◆ PROBLEM
Rewrite the fault-propagation claims starting at "4. The method" and ending at "packet comprises detailed fault information.", changing "detailed fault information" to "detailed fault data" throughout.

◆ DOCUMENT SEGMENT

1. A method of propagating fault information by a maintenance endpoint configured on a node in a communications network and belonging to a maintenance association to at least one peer maintenance endpoint within the maintenance association, the method comprising:
receiving a first indication of the existence of a fault in a connection related to a service provided by the node on which the maintenance endpoint is configured;
determining that the connection related to the service provided by the node is located outside the scope of the maintenance association by determining that at least one node at which the connection having the fault terminates does not include a maintenance endpoint belonging to the maintenance association;
constructing a message packet, the message packet including a second indication of the existence of the fault; and
transmitting the message packet to the at least one peer maintenance endpoint within the maintenance association.
2. The method of claim 1, wherein the message packet is a continuity check message.
3. The method of claim 2, wherein the second indication of the existence of the fault comprises a flag set in the continuity check message header.
4. The method of claim 2, wherein the second indication of the existence of the fault comprises two flags set in the continuity check message header and indicates the detection of at least one of a total fault and a partial fault.
5. The method of claim 2, wherein the second indication of the existence of the fault comprises a type-length-value field included in the continuity check message.
6. The method of claim 5, wherein the type-length-value field comprises detailed fault information.
7. The method of claim 1, wherein the message packet comprises detailed fault information.

◆ ENTRIES SUPPLIED
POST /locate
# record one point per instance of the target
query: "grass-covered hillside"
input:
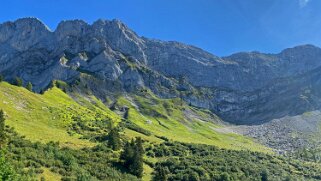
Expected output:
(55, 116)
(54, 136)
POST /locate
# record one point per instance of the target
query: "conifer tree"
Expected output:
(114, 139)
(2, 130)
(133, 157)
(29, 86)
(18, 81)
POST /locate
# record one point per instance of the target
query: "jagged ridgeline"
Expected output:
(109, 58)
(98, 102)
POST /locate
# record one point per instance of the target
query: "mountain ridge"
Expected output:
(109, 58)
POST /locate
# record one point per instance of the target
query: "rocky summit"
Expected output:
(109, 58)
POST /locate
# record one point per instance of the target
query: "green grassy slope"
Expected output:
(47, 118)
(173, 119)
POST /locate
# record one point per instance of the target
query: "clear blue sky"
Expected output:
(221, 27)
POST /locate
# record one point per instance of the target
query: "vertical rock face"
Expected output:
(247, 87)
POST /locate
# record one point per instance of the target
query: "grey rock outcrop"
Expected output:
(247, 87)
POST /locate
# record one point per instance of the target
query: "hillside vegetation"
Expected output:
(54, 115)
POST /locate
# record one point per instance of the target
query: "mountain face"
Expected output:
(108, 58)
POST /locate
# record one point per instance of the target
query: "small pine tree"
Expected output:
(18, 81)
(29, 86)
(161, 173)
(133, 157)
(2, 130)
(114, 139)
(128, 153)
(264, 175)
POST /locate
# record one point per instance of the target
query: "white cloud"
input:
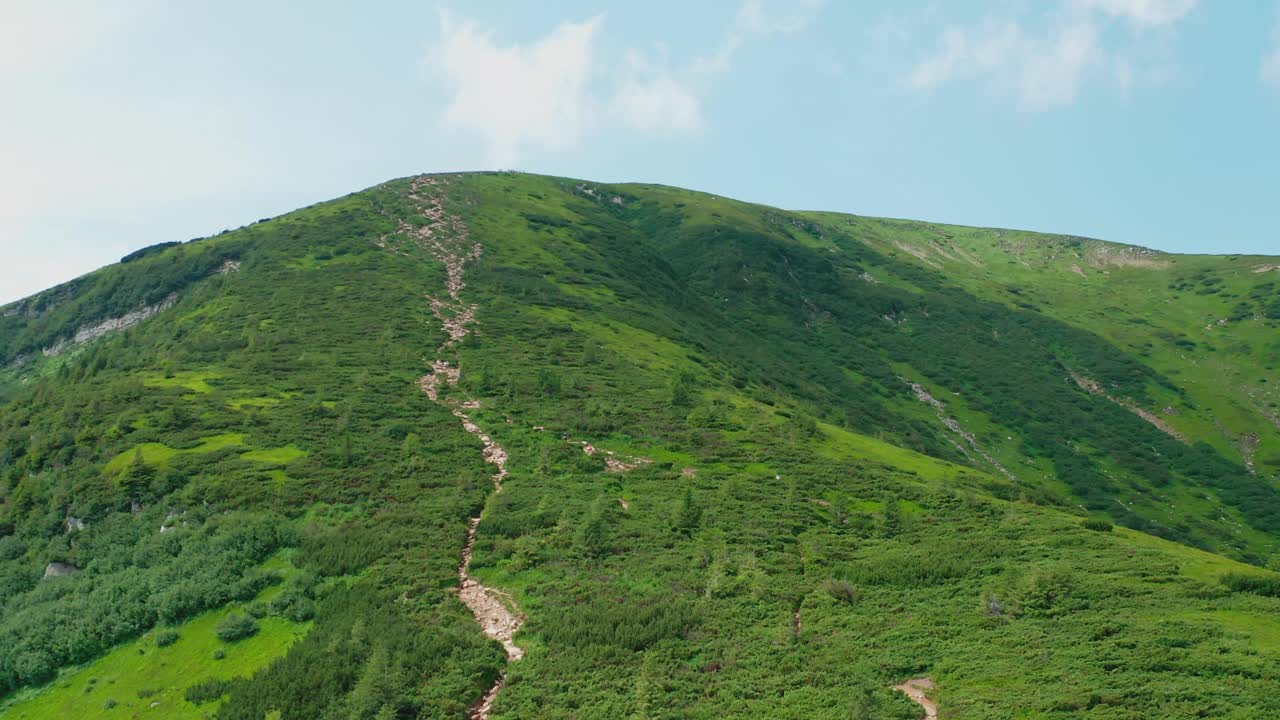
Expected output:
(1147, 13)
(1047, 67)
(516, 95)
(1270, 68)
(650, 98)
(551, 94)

--

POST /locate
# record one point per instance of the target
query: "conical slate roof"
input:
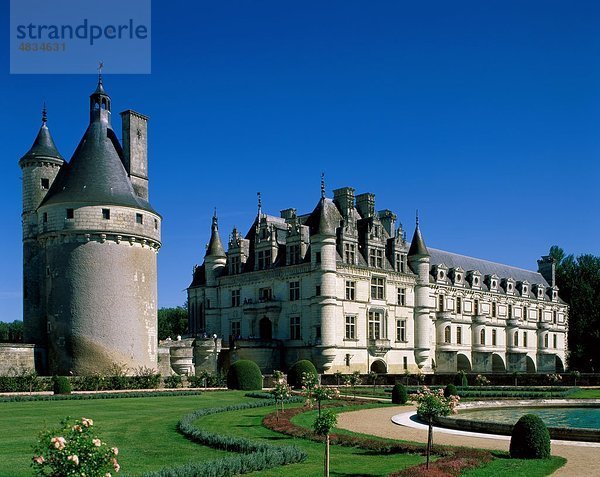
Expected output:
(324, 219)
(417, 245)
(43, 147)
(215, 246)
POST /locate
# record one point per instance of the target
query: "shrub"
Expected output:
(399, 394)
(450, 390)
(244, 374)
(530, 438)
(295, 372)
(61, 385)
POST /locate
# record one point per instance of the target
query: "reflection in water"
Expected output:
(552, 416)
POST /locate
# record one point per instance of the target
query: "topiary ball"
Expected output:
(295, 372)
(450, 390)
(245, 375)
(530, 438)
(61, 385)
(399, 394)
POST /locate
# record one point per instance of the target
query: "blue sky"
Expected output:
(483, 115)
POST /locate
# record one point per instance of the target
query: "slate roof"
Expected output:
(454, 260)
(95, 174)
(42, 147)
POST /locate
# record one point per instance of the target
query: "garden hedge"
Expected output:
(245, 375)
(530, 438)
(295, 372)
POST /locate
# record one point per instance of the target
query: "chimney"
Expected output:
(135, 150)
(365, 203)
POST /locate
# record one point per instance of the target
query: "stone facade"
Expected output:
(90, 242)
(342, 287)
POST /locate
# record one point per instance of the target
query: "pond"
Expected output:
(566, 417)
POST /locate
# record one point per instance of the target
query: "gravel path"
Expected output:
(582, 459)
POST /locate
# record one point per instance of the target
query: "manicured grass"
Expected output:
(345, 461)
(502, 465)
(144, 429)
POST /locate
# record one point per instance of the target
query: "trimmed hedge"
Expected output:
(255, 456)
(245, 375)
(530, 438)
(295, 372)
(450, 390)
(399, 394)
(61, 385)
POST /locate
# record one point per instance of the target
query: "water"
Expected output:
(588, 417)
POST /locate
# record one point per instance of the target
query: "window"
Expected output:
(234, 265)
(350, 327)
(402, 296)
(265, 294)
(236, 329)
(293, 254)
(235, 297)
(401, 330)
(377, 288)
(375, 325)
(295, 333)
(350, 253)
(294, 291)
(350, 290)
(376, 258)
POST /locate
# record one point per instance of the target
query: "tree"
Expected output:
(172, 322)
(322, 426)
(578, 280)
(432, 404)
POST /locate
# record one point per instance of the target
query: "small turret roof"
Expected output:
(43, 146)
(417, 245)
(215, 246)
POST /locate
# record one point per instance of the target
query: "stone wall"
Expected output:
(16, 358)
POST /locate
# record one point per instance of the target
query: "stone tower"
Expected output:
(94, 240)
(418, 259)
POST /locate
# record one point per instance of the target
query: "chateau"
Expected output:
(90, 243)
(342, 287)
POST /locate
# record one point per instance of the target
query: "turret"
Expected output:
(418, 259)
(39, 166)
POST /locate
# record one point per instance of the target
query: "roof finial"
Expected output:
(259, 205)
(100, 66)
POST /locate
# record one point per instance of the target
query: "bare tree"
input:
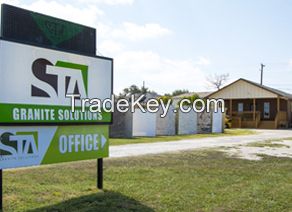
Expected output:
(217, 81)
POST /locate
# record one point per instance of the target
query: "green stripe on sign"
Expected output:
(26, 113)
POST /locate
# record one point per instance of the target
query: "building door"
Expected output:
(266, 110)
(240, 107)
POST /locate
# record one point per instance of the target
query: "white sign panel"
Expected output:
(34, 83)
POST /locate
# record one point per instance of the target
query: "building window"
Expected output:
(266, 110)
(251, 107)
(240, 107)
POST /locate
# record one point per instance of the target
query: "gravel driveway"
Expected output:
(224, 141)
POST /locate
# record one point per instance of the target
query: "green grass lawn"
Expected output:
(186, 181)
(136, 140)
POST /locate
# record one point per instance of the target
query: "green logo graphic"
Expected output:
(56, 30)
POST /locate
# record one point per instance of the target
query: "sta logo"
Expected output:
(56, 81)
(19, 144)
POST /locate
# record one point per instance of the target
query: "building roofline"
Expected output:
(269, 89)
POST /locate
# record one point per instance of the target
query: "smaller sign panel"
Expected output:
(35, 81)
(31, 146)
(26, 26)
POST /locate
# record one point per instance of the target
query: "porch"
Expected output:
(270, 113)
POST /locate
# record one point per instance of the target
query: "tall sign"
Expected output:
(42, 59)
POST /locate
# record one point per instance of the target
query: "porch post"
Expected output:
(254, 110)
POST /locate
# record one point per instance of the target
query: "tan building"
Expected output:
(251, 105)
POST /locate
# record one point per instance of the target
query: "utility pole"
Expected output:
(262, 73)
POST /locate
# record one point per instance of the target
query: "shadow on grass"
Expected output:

---

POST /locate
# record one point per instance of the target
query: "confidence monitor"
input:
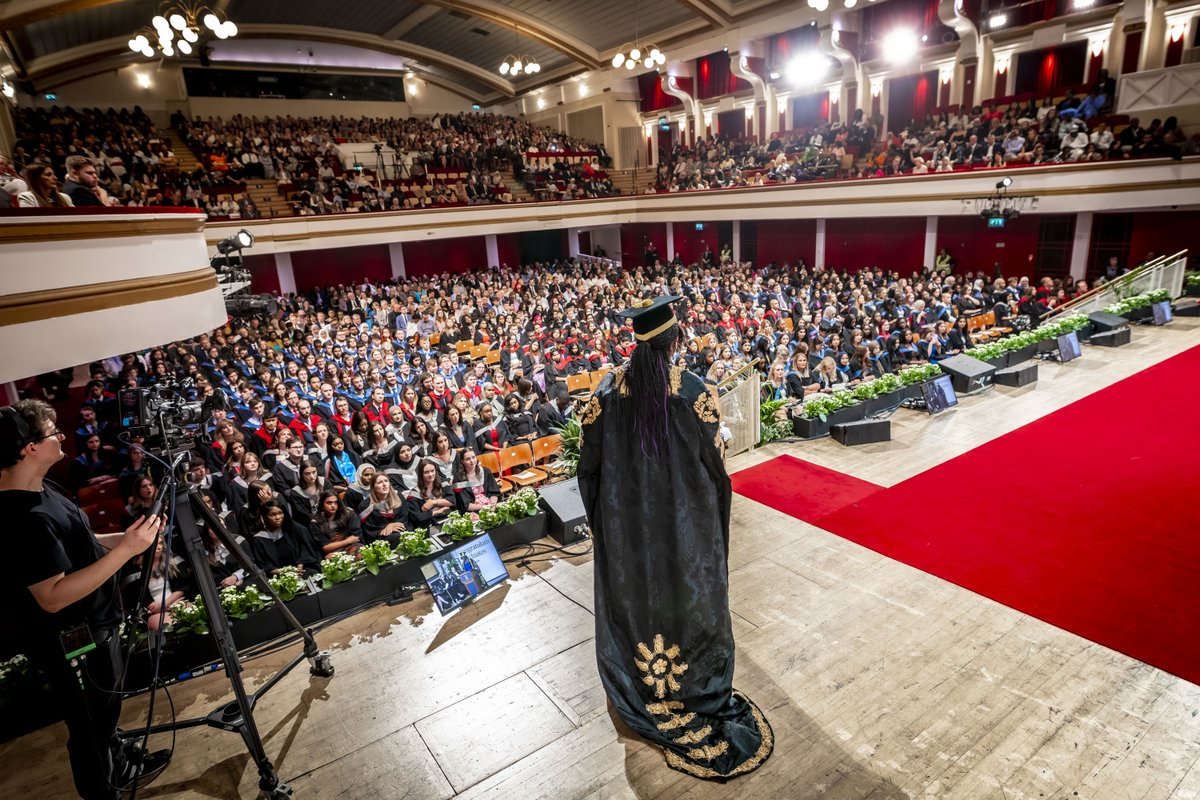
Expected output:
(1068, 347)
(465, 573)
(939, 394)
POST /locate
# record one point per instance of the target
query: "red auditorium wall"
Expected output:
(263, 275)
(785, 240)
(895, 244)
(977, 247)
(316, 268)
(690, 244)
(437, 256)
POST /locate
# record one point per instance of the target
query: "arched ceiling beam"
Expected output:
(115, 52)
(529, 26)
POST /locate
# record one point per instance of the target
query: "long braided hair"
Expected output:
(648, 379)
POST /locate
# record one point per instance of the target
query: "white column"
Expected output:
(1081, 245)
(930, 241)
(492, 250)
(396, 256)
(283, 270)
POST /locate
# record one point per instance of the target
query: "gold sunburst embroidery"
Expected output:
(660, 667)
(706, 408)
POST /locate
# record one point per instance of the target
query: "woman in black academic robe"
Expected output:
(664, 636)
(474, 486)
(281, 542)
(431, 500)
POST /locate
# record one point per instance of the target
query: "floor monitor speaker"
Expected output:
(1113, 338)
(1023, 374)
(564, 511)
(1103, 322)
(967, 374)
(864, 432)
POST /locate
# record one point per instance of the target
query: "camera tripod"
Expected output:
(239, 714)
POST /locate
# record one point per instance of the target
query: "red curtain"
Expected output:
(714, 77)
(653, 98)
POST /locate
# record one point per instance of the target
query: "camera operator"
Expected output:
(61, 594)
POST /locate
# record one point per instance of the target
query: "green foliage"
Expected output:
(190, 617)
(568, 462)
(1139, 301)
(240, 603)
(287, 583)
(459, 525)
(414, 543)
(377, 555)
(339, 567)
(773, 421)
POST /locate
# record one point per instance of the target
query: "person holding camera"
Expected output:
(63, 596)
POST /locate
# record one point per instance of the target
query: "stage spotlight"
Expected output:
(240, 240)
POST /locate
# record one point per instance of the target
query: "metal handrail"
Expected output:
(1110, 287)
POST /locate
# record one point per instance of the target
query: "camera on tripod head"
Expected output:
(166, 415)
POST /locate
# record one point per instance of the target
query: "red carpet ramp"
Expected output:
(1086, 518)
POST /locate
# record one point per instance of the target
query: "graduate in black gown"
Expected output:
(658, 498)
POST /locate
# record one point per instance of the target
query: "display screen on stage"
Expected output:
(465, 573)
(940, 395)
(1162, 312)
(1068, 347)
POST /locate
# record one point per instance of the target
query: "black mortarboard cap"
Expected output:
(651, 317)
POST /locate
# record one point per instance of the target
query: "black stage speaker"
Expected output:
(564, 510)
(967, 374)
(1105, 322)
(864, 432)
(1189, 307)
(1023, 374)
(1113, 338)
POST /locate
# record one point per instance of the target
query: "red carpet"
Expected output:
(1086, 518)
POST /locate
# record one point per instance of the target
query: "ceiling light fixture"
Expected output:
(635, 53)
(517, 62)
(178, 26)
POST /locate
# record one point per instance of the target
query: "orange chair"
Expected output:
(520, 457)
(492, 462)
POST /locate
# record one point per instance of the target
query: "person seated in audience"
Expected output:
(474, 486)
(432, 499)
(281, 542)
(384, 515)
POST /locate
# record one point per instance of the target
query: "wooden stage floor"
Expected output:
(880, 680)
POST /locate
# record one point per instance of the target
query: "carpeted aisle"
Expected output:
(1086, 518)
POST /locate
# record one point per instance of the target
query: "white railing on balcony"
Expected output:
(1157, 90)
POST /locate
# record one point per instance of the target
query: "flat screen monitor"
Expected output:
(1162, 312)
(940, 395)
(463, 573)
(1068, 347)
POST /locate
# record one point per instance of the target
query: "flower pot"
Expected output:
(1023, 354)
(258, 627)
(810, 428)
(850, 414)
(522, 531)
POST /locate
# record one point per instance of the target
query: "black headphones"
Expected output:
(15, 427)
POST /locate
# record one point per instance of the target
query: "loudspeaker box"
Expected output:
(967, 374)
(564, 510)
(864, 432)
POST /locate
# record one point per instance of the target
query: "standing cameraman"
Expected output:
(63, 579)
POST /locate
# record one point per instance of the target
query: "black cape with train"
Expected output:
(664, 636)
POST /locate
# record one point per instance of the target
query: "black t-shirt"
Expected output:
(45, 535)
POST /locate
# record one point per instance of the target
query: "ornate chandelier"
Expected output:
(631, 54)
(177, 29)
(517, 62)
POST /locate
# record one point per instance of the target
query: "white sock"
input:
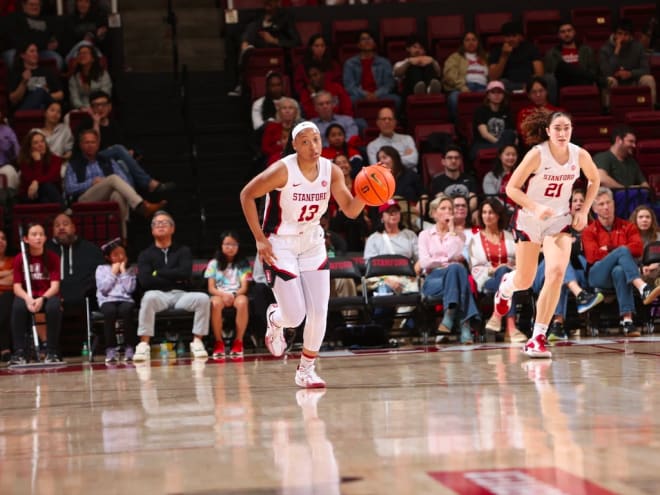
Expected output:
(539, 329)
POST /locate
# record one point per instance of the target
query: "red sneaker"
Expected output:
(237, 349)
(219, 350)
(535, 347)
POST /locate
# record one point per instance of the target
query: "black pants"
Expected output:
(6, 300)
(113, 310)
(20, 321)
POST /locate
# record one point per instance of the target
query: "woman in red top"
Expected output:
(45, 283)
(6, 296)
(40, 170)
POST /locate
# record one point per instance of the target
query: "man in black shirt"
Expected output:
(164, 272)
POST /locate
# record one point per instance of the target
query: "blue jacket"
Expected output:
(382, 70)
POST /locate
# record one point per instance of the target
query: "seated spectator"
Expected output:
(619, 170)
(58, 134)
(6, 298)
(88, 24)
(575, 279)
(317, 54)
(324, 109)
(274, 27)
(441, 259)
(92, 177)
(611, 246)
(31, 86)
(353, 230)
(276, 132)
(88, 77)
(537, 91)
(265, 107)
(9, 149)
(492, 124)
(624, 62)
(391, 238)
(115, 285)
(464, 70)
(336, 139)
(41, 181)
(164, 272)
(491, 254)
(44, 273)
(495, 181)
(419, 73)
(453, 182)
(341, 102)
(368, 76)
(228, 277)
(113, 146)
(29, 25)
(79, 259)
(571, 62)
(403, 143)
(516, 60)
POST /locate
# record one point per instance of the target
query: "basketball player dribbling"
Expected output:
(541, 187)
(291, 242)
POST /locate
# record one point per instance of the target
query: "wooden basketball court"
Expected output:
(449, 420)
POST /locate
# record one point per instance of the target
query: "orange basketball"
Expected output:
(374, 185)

◆ EXERCISE OUTPUT
4. The method of claim 2, wherein the second indication of the existence of the fault comprises two flags set in the continuity check message header and indicates the detection of at least one of a total fault and a partial fault.
5. The method of claim 2, wherein the second indication of the existence of the fault comprises a type-length-value field included in the continuity check message.
6. The method of claim 5, wherein the type-length-value field comprises detailed fault data.
7. The method of claim 1, wherein the message packet comprises detailed fault data.